INSTRUCTION
State how many lines in the entries below contain the string "Target", matching case exactly, and reply with that number alone.
--
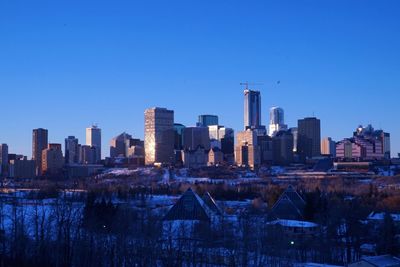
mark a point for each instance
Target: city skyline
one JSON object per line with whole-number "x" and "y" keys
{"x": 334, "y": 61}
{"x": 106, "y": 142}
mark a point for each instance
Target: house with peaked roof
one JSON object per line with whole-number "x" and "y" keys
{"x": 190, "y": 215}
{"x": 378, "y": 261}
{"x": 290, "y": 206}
--
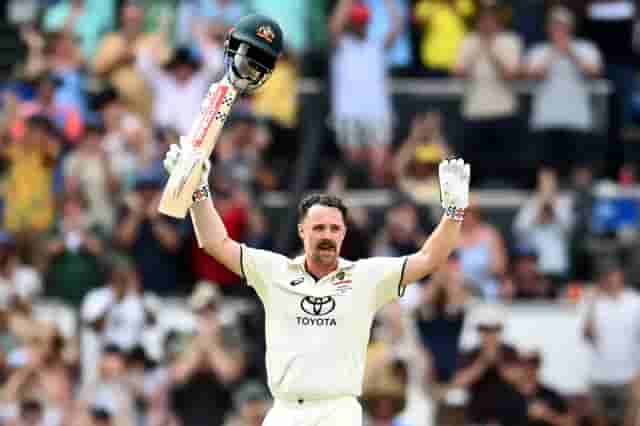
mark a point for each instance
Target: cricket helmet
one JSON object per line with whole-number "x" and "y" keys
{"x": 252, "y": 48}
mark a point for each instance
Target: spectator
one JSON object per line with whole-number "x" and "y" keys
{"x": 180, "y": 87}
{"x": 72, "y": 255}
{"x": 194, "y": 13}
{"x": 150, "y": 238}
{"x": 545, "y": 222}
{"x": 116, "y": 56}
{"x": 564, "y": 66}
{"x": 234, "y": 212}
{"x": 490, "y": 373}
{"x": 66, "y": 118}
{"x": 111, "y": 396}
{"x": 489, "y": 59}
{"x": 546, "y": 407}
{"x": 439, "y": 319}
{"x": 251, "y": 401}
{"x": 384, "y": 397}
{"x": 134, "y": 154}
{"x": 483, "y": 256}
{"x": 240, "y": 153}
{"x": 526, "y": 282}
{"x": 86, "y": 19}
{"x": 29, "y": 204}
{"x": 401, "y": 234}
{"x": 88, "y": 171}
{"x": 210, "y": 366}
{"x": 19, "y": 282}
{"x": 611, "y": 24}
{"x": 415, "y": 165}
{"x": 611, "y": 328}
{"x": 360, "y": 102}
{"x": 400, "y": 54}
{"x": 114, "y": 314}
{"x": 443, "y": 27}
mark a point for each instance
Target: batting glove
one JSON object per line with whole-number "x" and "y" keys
--
THE SOLUTION
5